Exercise description: Reproduce nothing but the closing run of lines: the line with "tree --coords pixels" and each line that follows it to the end of the data.

[Region outline entries]
*****
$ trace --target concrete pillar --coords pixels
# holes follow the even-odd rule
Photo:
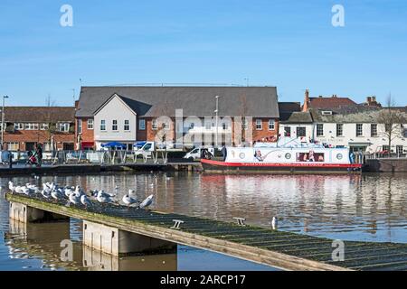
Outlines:
[[[10,219],[19,222],[28,223],[39,220],[69,220],[70,218],[43,210],[29,207],[17,202],[10,202]]]
[[[87,220],[83,221],[83,244],[113,256],[174,251],[176,248],[176,244],[172,242]]]

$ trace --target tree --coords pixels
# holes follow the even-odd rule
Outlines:
[[[388,141],[389,155],[392,152],[392,142],[403,134],[403,124],[407,122],[407,117],[401,110],[396,108],[395,102],[389,95],[386,99],[386,107],[383,108],[377,118],[379,124],[384,125],[383,135]]]

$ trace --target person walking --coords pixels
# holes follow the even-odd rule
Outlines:
[[[43,149],[41,148],[41,144],[36,145],[35,153],[38,160],[37,166],[41,167],[43,165]]]

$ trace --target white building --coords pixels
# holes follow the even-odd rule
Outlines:
[[[102,144],[119,142],[131,150],[137,140],[137,113],[126,98],[112,95],[94,112],[94,139],[96,149]]]
[[[341,109],[310,109],[314,121],[314,139],[332,146],[349,147],[369,154],[389,151],[384,124],[377,123],[385,108],[354,106]],[[394,108],[407,118],[407,107]],[[407,125],[394,125],[392,153],[407,154]]]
*****
Final result:
$ trace --target tree --coords pixels
# holes follow the even-odd rule
Outlines:
[[[388,141],[389,155],[392,152],[392,142],[403,134],[403,124],[407,122],[407,117],[401,110],[396,108],[395,102],[389,95],[386,99],[386,107],[383,108],[377,118],[379,124],[384,125],[383,135]]]

$ trace --target person walking --coords pixels
# holes follow the even-odd rule
Outlines:
[[[43,149],[41,148],[41,144],[36,145],[35,153],[38,160],[37,166],[41,167],[43,165]]]

$ trace --target white building --coords pixels
# holes follow the even-odd rule
Outlines:
[[[102,144],[119,142],[131,150],[137,140],[137,113],[126,98],[112,95],[94,112],[94,139],[96,149]]]
[[[341,109],[310,109],[314,121],[314,139],[332,146],[349,147],[369,154],[389,151],[384,124],[377,123],[385,108],[354,106]],[[394,108],[407,118],[407,107]],[[407,125],[394,125],[392,153],[407,154]]]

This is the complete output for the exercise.